(USING THE INFORMATION):
1 – In the appointment announcement, on what date did Kaya Pai Panandiker's appointment as Chief Commercial Officer take effect?
2 – Reproduce the stretch of the appointment announcement from "Ms. Pai Panandiker, age" through "University of Chicago.".
3 – Take the appointment announcement further, picking up after its final sentence.

(SELECTED TEXT):
■ ■ ■ ■

Emerging growth company ☒
If an emerging growth company, indicate by check mark if the registrant has elected not to use the extended transition period for complying with any new or revised financial accounting standards provided pursuant to Section 13(a) of the Exchange Act. ☐
On November 12, 2025, LB Pharmaceuticals Inc (the “Company”) announced that Kaya Pai Panandiker has been appointed to serve as the Company’s Chief Commercial Officer, effective as of November 10, 2025, and issued a press release.
Ms. Pai Panandiker, age 49, is joining the Company after most recently serving as the Chief Commercial Officer of Neumora Therapeutics, Inc. Previously, Ms. Pai Panandiker served as Head of Commercial at Cerevel Therapeutics Holdings, Inc. and General Manager, Neuroscience at H. Lundbeck A/S. Ms. Pai Panandiker received a B.A. from the University of Wisconsin-Madison and earned her Master’s degree in Public Policy from the University of Chicago.

■ ■ ■ ■

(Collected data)
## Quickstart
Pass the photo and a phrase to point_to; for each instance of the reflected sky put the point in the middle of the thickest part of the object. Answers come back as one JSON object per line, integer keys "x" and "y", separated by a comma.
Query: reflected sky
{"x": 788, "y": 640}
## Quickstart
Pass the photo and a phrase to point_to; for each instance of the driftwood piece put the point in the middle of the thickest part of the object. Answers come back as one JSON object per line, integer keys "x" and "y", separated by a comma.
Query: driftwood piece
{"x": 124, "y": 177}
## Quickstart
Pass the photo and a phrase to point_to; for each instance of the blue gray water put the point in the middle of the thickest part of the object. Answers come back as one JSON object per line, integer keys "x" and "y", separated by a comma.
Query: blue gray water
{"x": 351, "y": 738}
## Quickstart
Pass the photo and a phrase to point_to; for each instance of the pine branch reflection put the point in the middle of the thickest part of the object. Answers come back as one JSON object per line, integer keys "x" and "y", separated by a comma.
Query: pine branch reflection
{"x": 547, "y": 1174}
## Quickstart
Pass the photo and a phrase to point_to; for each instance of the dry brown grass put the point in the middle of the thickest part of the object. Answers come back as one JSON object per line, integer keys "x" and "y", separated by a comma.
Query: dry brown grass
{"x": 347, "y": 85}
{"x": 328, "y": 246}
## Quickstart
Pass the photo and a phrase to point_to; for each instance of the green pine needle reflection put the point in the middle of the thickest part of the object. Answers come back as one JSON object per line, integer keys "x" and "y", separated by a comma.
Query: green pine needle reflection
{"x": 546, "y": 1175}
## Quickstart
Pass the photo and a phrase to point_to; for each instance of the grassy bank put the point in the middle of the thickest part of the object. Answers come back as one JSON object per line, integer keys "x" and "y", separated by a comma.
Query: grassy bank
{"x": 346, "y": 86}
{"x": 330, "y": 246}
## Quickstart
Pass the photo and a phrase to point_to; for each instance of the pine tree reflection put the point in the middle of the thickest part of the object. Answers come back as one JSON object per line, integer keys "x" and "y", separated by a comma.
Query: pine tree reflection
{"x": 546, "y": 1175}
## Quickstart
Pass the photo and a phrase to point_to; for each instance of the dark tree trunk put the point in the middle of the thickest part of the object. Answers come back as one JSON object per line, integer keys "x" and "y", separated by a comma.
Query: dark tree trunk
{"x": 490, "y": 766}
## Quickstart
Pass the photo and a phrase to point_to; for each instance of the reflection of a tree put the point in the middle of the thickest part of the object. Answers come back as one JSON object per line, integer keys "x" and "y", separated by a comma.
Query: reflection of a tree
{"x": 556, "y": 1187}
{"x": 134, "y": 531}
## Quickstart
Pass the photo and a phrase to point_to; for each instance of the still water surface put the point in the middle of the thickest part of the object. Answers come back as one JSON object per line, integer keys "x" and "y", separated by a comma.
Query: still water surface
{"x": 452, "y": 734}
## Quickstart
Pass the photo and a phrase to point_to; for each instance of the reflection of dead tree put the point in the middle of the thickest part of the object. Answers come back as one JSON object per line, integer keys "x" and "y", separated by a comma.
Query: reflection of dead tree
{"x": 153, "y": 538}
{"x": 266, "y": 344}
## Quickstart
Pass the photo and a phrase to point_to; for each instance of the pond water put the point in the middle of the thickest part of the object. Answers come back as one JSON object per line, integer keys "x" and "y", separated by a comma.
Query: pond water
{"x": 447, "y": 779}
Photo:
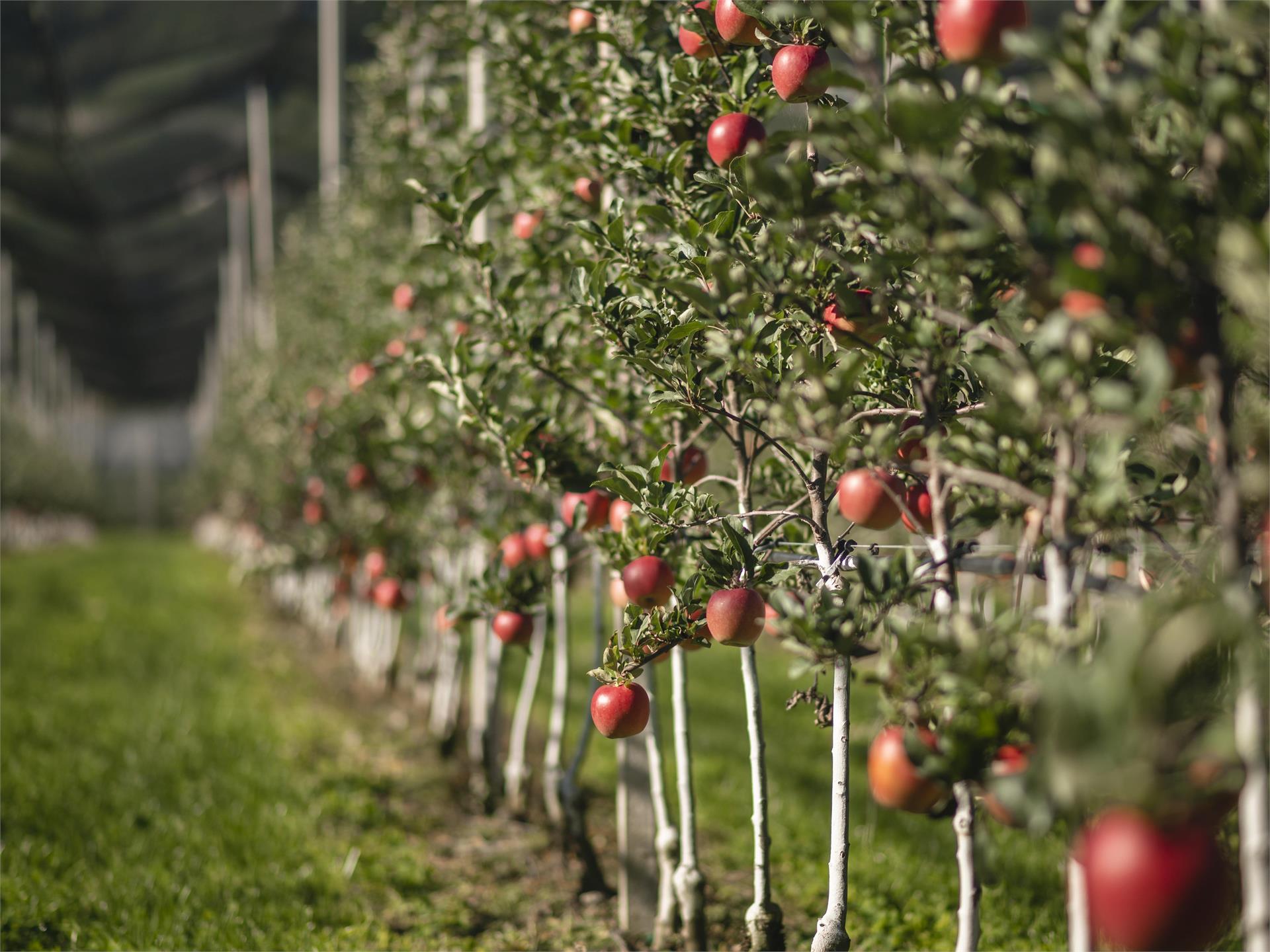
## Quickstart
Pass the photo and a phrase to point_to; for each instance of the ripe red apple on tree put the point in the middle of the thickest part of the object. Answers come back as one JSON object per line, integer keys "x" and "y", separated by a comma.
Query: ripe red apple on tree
{"x": 536, "y": 539}
{"x": 620, "y": 710}
{"x": 863, "y": 498}
{"x": 513, "y": 549}
{"x": 694, "y": 44}
{"x": 730, "y": 135}
{"x": 648, "y": 582}
{"x": 359, "y": 476}
{"x": 1154, "y": 888}
{"x": 388, "y": 594}
{"x": 893, "y": 779}
{"x": 1010, "y": 761}
{"x": 734, "y": 26}
{"x": 587, "y": 190}
{"x": 970, "y": 30}
{"x": 360, "y": 376}
{"x": 597, "y": 508}
{"x": 618, "y": 513}
{"x": 798, "y": 73}
{"x": 693, "y": 469}
{"x": 736, "y": 617}
{"x": 313, "y": 512}
{"x": 513, "y": 627}
{"x": 524, "y": 225}
{"x": 403, "y": 296}
{"x": 375, "y": 564}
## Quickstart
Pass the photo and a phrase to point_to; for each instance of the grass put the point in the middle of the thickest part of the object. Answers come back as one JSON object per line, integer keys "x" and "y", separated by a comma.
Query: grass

■ ■ ■ ■

(ANSWERS TO THE PROBLEMS):
1 – November 10, 2025

2 –
Ms. Pai Panandiker, age 49, is joining the Company after most recently serving as the Chief Commercial Officer of Neumora Therapeutics, Inc. Previously, Ms. Pai Panandiker served as Head of Commercial at Cerevel Therapeutics Holdings, Inc. and General Manager, Neuroscience at H. Lundbeck A/S. Ms. Pai Panandiker received a B.A. from the University of Wisconsin-Madison and earned her Master’s degree in Public Policy from the University of Chicago.

3 –
As an inducement material to Ms. Pai Panandiker entering into employment with the Company, the Company intends to grant her an equity award outside of, but subject to the terms and conditions of, the Company’s 2025 Equity Incentive Plan, in accordance with Nasdaq Listing Rule 5635(c)(4).
A copy of the press release is attached as Exhibit 99.1 to this Current Report on Form 8-K and is incorporated herein by reference.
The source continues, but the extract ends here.